[Document passage — start]
Fewer men are having screening tests done for prostate cancer, which means that fewer cases of early-stage cancer are being detected, according to two studies. The incidence of prostate cancer has dropped, not because there are actually fewer cases, but because there is less effort to find it, the researchers said.
This finding is from two studies published in the Journal of the American Medical Association.
The declines in both screening and incidence statistics significantly affect public health, according to one of the groups of researchers, but they said it was too soon to tell if these declines could affect death rates from prostate cancer.
Screening for prostate cancer, as with screening tests for other types of cancer, has been debated for a long time. Some feel that wide use of screening saves lives while others say it leads to too much unnecessary treatment.
The decrease in testing is believed to be the result of a change in recommendations made in 2012 by the U.S. Preventive Services Task Force. The task force said that the risks of routine tests for prostate-specific antigen (PSA), a blood test for prostate cancer, outweighed the benefits. Not all cases of prostate cancer are deadly. Prostate cancer often grows slowly, so screening finds many tumors that might never become harmful. But these slow-growing tumors are treated anyway, often with surgery or radiation that can leave men impotent and incontinent.
[Document passage — finish]
[Dataset content — start]
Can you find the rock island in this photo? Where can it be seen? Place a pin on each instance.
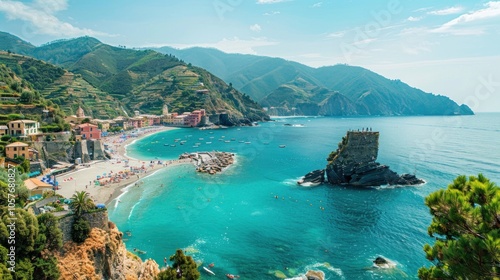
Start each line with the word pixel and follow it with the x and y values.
pixel 354 163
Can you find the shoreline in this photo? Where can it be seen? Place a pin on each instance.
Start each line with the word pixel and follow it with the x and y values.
pixel 84 177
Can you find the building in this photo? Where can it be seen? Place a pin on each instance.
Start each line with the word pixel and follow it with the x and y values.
pixel 4 130
pixel 17 149
pixel 23 128
pixel 88 131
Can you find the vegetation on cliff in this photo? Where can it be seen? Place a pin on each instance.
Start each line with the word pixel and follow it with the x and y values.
pixel 184 267
pixel 29 255
pixel 466 225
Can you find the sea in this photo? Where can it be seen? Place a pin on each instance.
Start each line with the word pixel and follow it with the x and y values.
pixel 253 220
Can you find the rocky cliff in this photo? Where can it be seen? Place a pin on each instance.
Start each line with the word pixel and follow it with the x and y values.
pixel 103 256
pixel 354 163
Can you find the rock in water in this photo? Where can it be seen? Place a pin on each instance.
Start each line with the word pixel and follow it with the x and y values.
pixel 315 275
pixel 354 163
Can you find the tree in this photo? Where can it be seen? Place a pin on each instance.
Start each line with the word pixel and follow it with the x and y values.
pixel 466 225
pixel 183 268
pixel 81 203
pixel 26 97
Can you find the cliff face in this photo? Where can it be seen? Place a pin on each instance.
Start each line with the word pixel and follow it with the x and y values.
pixel 103 256
pixel 354 163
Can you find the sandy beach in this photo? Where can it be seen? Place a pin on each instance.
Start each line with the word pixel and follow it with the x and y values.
pixel 114 174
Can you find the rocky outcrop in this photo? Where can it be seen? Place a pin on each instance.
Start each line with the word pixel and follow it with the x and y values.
pixel 354 163
pixel 103 256
pixel 313 178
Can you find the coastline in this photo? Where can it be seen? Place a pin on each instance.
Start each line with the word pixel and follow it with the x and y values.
pixel 85 177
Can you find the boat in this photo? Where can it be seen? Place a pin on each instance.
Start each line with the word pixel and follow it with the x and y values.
pixel 208 271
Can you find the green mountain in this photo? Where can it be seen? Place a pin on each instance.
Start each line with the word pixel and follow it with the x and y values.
pixel 63 89
pixel 11 43
pixel 279 83
pixel 19 99
pixel 127 80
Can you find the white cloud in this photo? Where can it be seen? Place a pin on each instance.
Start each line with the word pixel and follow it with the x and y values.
pixel 40 14
pixel 231 45
pixel 269 1
pixel 447 11
pixel 458 26
pixel 317 5
pixel 418 47
pixel 272 13
pixel 414 18
pixel 255 28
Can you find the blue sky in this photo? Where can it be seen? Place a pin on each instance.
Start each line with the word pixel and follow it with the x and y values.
pixel 446 47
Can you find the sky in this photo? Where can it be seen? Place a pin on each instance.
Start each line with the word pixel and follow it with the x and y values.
pixel 445 47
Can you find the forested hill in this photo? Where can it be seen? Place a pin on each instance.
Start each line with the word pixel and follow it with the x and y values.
pixel 144 80
pixel 285 85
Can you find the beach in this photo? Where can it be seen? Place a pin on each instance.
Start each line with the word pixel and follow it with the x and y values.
pixel 114 174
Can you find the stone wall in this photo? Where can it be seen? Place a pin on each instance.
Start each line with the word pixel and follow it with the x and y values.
pixel 96 220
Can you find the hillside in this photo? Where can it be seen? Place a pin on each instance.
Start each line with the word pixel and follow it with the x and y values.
pixel 272 81
pixel 124 80
pixel 11 43
pixel 19 99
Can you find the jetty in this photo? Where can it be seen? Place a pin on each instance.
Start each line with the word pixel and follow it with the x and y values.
pixel 210 162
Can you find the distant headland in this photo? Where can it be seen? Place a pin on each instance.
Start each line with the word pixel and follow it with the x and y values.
pixel 354 163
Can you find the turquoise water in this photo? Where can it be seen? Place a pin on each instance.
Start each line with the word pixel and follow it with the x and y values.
pixel 234 220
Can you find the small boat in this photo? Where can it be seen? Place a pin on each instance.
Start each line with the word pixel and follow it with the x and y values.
pixel 208 271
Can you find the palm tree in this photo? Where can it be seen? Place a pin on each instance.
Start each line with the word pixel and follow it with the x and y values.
pixel 81 203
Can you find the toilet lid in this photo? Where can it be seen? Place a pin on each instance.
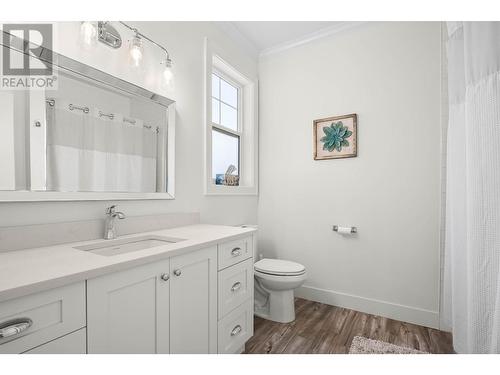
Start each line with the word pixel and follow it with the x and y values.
pixel 279 267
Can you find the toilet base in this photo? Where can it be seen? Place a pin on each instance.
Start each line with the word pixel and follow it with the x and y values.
pixel 279 308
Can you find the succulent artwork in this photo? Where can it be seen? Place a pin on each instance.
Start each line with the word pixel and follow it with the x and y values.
pixel 335 136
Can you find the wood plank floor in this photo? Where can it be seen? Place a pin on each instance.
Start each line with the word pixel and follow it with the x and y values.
pixel 320 328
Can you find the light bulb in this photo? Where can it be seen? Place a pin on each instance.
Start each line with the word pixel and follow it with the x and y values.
pixel 167 73
pixel 136 50
pixel 88 33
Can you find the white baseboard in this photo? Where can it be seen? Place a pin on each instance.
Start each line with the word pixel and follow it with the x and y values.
pixel 403 313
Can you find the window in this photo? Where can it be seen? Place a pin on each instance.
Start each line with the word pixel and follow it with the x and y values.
pixel 230 127
pixel 226 134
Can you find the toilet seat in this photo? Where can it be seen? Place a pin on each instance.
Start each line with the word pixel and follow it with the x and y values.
pixel 279 267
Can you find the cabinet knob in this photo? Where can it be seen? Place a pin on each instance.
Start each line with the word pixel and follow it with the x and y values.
pixel 236 252
pixel 236 286
pixel 236 330
pixel 14 327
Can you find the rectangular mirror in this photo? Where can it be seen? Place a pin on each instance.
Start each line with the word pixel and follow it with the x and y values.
pixel 94 137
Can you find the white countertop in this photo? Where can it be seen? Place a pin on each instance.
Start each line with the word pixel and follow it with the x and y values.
pixel 29 271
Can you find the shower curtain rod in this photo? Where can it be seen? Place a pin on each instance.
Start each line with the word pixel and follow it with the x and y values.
pixel 52 102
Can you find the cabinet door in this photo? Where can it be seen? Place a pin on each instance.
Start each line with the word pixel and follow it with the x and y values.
pixel 193 302
pixel 74 343
pixel 128 311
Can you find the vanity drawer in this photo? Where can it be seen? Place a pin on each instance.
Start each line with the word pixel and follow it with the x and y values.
pixel 73 343
pixel 234 251
pixel 235 286
pixel 235 329
pixel 39 318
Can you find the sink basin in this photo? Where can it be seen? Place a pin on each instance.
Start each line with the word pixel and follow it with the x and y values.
pixel 127 245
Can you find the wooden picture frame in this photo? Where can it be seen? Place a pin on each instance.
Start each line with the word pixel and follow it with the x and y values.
pixel 333 143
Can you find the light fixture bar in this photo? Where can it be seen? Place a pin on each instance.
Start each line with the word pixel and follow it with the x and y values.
pixel 137 32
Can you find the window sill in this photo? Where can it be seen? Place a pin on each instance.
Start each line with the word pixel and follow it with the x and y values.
pixel 230 190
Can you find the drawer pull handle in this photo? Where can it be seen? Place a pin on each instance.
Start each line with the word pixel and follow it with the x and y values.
pixel 14 327
pixel 236 330
pixel 236 286
pixel 236 252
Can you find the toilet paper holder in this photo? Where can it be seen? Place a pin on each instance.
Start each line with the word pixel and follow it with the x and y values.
pixel 353 229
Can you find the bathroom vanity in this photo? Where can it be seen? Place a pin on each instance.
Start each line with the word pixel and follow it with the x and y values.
pixel 180 290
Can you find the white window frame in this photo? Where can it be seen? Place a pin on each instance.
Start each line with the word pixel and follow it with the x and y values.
pixel 247 130
pixel 239 126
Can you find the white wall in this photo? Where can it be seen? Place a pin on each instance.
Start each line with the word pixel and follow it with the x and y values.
pixel 389 74
pixel 185 41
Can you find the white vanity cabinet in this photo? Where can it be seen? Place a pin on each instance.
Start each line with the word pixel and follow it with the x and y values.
pixel 193 302
pixel 37 319
pixel 128 311
pixel 197 301
pixel 235 294
pixel 167 306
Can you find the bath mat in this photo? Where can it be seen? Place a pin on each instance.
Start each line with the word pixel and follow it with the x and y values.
pixel 362 345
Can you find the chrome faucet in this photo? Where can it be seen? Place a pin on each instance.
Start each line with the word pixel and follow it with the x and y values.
pixel 110 224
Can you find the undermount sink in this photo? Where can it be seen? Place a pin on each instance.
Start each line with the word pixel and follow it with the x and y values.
pixel 127 245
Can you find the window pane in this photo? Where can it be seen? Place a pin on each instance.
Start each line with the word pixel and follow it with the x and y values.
pixel 225 152
pixel 229 117
pixel 215 86
pixel 215 111
pixel 228 93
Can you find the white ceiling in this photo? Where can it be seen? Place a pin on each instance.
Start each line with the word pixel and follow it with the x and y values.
pixel 265 35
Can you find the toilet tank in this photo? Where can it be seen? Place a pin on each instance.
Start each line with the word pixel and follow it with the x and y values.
pixel 256 255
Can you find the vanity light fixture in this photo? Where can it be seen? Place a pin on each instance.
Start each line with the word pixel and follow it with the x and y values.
pixel 88 33
pixel 167 62
pixel 109 36
pixel 136 50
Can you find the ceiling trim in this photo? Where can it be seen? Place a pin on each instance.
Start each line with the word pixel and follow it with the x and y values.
pixel 327 31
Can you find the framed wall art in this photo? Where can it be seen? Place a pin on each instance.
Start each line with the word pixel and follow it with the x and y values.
pixel 335 137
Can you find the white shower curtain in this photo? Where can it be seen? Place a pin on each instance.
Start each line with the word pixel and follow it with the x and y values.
pixel 91 152
pixel 471 293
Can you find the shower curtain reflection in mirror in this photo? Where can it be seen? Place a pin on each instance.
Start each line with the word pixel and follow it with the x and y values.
pixel 95 152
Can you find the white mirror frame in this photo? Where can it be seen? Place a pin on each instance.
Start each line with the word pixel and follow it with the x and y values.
pixel 78 68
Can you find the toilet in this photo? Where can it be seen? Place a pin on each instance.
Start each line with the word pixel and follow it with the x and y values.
pixel 275 281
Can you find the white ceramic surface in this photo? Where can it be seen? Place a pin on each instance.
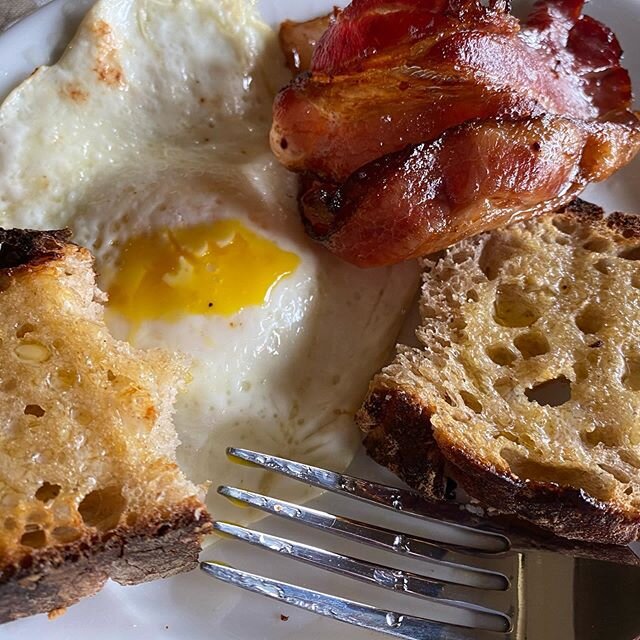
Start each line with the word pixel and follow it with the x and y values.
pixel 193 606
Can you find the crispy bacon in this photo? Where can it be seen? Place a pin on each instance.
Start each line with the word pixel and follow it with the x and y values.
pixel 389 76
pixel 473 178
pixel 298 40
pixel 363 101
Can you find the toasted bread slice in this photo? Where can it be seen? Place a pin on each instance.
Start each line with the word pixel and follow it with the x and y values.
pixel 89 486
pixel 526 389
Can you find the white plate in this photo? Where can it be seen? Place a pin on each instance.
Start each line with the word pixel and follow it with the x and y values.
pixel 193 606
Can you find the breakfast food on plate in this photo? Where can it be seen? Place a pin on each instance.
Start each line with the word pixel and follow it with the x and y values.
pixel 149 139
pixel 89 485
pixel 422 123
pixel 525 387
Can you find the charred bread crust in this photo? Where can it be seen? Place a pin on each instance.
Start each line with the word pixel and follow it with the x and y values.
pixel 626 226
pixel 27 247
pixel 399 436
pixel 56 577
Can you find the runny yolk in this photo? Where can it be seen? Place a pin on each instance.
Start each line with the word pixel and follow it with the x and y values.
pixel 216 268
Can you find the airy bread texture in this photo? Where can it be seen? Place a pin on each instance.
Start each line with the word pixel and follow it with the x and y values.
pixel 526 389
pixel 89 486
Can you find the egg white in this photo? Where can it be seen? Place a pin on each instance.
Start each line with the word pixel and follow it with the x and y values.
pixel 157 116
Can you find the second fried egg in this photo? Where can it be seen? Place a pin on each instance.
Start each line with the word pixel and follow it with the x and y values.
pixel 149 138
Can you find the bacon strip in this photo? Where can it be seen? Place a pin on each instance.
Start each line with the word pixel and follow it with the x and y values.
pixel 473 178
pixel 402 126
pixel 361 102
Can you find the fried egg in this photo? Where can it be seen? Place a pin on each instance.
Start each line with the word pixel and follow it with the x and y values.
pixel 149 139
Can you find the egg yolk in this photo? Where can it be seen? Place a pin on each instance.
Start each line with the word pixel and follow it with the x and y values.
pixel 216 268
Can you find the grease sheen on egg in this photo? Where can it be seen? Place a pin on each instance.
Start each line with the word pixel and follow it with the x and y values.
pixel 154 126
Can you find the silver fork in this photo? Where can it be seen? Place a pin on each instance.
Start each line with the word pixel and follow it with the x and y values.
pixel 469 601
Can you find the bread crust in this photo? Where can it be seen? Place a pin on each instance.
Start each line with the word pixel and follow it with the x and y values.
pixel 398 435
pixel 158 544
pixel 27 247
pixel 56 577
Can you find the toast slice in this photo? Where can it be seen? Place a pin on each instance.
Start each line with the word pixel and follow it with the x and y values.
pixel 89 486
pixel 526 387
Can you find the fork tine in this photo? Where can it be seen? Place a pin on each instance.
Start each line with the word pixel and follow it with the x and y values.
pixel 375 536
pixel 355 613
pixel 402 500
pixel 475 616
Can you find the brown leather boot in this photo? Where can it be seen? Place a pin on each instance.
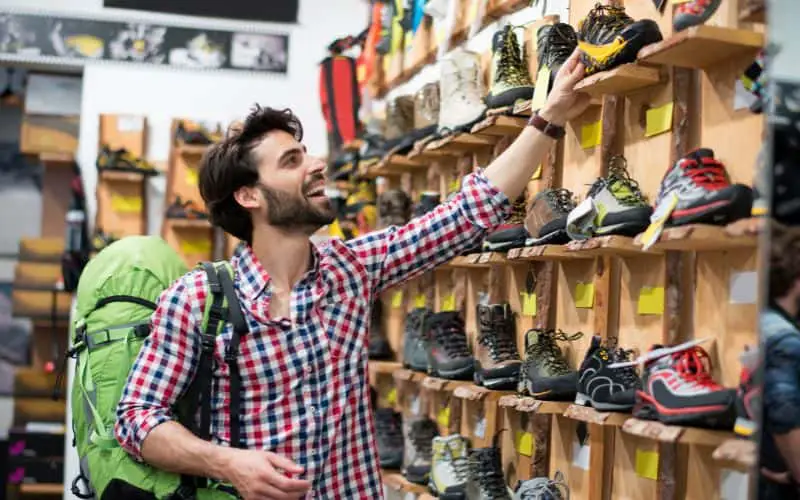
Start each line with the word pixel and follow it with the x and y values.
pixel 497 361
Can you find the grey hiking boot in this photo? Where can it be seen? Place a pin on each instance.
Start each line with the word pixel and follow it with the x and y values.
pixel 545 371
pixel 450 468
pixel 419 450
pixel 389 429
pixel 448 353
pixel 415 344
pixel 543 488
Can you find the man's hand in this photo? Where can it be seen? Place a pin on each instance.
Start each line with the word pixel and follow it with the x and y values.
pixel 262 475
pixel 563 103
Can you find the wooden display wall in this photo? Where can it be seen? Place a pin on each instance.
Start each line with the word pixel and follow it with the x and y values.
pixel 681 289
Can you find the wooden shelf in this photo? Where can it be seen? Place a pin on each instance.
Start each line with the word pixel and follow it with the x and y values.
pixel 188 223
pixel 704 237
pixel 592 416
pixel 397 482
pixel 621 80
pixel 657 431
pixel 526 404
pixel 384 366
pixel 41 489
pixel 701 47
pixel 500 125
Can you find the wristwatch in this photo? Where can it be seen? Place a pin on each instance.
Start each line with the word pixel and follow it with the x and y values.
pixel 545 127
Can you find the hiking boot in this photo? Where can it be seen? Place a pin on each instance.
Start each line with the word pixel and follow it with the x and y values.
pixel 389 435
pixel 394 208
pixel 415 344
pixel 121 160
pixel 486 478
pixel 604 388
pixel 426 108
pixel 461 92
pixel 497 363
pixel 545 373
pixel 704 191
pixel 546 218
pixel 419 450
pixel 748 397
pixel 379 348
pixel 678 389
pixel 554 44
pixel 399 119
pixel 608 37
pixel 428 200
pixel 448 353
pixel 693 13
pixel 512 233
pixel 450 467
pixel 543 488
pixel 512 82
pixel 614 205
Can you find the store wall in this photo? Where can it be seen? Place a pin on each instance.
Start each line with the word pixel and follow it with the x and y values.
pixel 163 94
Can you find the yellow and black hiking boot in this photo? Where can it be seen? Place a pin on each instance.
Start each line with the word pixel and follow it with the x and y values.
pixel 608 37
pixel 121 160
pixel 512 81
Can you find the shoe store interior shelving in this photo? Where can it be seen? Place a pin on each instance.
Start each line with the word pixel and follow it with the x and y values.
pixel 693 282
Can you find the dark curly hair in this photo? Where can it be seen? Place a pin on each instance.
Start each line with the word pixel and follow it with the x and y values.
pixel 230 165
pixel 784 260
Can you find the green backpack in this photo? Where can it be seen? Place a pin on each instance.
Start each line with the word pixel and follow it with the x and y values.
pixel 116 296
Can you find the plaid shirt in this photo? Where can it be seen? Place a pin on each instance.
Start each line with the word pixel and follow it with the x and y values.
pixel 305 392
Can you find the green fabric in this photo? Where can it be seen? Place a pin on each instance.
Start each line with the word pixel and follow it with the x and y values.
pixel 139 266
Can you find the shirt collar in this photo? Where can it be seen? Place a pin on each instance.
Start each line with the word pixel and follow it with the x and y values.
pixel 253 279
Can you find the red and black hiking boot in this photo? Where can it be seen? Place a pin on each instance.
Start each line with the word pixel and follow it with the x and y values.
pixel 748 397
pixel 678 389
pixel 704 191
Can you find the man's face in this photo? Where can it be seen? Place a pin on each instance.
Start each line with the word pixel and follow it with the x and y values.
pixel 292 185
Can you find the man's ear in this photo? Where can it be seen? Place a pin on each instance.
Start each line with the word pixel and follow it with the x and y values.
pixel 248 197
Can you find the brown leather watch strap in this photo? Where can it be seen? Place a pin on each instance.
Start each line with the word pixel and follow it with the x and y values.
pixel 545 127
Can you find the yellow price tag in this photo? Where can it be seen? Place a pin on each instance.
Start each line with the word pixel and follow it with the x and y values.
pixel 524 443
pixel 191 177
pixel 528 304
pixel 651 300
pixel 443 417
pixel 658 120
pixel 591 134
pixel 397 299
pixel 540 90
pixel 196 247
pixel 647 464
pixel 584 295
pixel 126 204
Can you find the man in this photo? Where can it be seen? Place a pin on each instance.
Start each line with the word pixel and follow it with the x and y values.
pixel 306 419
pixel 780 336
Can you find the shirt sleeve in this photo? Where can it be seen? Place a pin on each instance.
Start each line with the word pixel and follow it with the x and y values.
pixel 782 386
pixel 164 366
pixel 397 254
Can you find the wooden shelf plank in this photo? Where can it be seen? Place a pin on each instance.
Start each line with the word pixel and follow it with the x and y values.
pixel 705 237
pixel 701 47
pixel 592 416
pixel 621 80
pixel 500 125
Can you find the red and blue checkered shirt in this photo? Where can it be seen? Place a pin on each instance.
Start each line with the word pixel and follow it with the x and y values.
pixel 305 388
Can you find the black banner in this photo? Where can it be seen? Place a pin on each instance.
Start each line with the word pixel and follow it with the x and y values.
pixel 276 11
pixel 33 36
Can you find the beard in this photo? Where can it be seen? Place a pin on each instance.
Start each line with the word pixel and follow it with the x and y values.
pixel 293 212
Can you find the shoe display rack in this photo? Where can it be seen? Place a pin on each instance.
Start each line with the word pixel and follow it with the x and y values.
pixel 597 299
pixel 122 175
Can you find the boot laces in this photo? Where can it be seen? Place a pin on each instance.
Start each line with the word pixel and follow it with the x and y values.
pixel 546 350
pixel 707 173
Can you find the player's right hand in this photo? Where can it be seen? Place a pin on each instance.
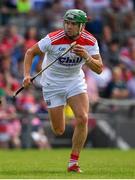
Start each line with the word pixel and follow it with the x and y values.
pixel 26 81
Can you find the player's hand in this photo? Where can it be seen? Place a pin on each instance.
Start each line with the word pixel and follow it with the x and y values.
pixel 27 81
pixel 80 51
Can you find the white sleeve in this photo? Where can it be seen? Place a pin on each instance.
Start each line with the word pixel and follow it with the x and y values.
pixel 45 44
pixel 93 50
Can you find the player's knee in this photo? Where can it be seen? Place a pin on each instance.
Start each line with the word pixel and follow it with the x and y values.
pixel 58 131
pixel 82 119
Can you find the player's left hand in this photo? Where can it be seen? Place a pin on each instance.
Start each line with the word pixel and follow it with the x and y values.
pixel 80 51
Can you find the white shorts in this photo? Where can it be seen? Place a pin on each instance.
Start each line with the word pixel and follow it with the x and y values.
pixel 57 94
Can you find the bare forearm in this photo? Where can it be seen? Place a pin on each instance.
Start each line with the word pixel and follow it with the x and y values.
pixel 94 64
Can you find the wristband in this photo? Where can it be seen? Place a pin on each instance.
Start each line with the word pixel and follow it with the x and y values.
pixel 87 59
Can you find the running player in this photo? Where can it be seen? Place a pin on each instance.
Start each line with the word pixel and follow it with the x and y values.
pixel 63 82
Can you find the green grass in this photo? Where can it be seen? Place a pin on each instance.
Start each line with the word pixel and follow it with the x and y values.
pixel 99 163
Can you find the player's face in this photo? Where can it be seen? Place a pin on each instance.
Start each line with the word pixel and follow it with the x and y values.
pixel 72 29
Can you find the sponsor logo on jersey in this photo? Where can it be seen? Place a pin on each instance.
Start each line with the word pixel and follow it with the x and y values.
pixel 48 102
pixel 67 61
pixel 62 49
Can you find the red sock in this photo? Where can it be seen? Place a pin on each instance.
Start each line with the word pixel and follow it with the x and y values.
pixel 73 159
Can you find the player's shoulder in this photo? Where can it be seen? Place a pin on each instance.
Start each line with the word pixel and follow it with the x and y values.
pixel 88 37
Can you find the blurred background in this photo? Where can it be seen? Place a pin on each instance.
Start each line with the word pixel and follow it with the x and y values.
pixel 24 123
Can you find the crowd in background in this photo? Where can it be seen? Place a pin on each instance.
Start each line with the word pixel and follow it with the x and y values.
pixel 24 22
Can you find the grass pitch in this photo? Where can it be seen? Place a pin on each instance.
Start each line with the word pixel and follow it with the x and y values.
pixel 51 164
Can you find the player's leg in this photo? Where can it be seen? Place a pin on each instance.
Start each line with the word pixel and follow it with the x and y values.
pixel 57 118
pixel 80 106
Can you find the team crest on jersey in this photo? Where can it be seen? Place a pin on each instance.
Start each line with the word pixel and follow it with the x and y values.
pixel 67 61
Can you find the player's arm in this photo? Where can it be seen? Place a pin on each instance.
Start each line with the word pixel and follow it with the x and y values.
pixel 94 62
pixel 29 56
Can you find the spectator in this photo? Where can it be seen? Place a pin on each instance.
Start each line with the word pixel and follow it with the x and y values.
pixel 117 88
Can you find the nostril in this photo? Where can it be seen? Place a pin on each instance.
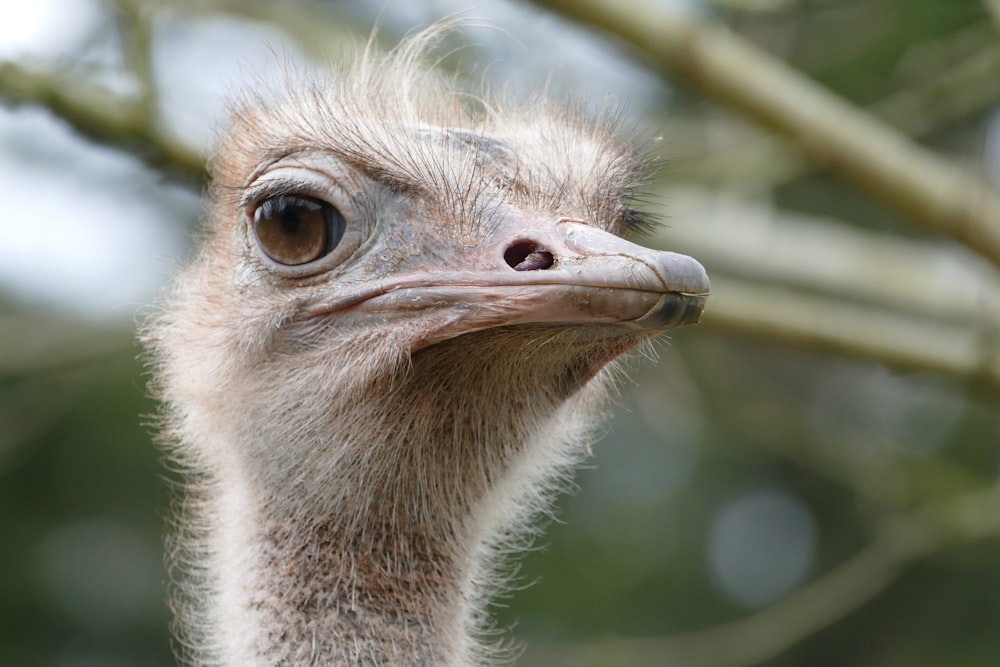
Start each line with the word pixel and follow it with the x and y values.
[Dataset content — finish]
* [Work instructions]
**1.** Do the following statements agree with the passage on prostate cancer screening? Answer yes or no for each, quoting the words of the passage that decide it.
(a) The researchers said the incidence of prostate cancer dropped because there are actually fewer cases.
(b) The 2012 change in recommendations was made by the U.S. Preventive Services Task Force.
(c) The researchers said the declines in screening would raise death rates from prostate cancer.
**2.** Continue the passage on prostate cancer screening from where it stops.

* [Your written answers]
**1.**
(a) No. "not because there are actually fewer cases, but because there is less effort to find it"
(b) Yes. "a change in recommendations made in 2012 by the U.S. Preventive Services Task Force"
(c) No. "it was too soon to tell if these declines could affect death rates from prostate cancer"

**2.**
One of the new studies found that early-stage diagnoses of prostate cancer per 100,000 men aged 50 and older has dropped to 416.2 in 2012, from 540.8 cases in 2008. The biggest decrease occurred between 2011 and 2012, after a draft of the task force guidelines was released. The percentage of men 50 and older who reported PSA screening in the previous 12 months dropped to 30.8% in 2013, from 37.8% in 2010.
A second study also found a significant decline in PSA testing after the change in recommendations.
An editorial accompanying the articles, by Dr. David F. Penson, the chairman of urologic surgery at Vanderbilt University Medical Center in Nashville, TN, acknowledged that too much screening can do harm but suggested that too little testing may be being done now.
Dr. Penson said, it would be better to "screen smarter" by testing most men less often and focusing more on men who at high risk for an invasive form of prostate cancer.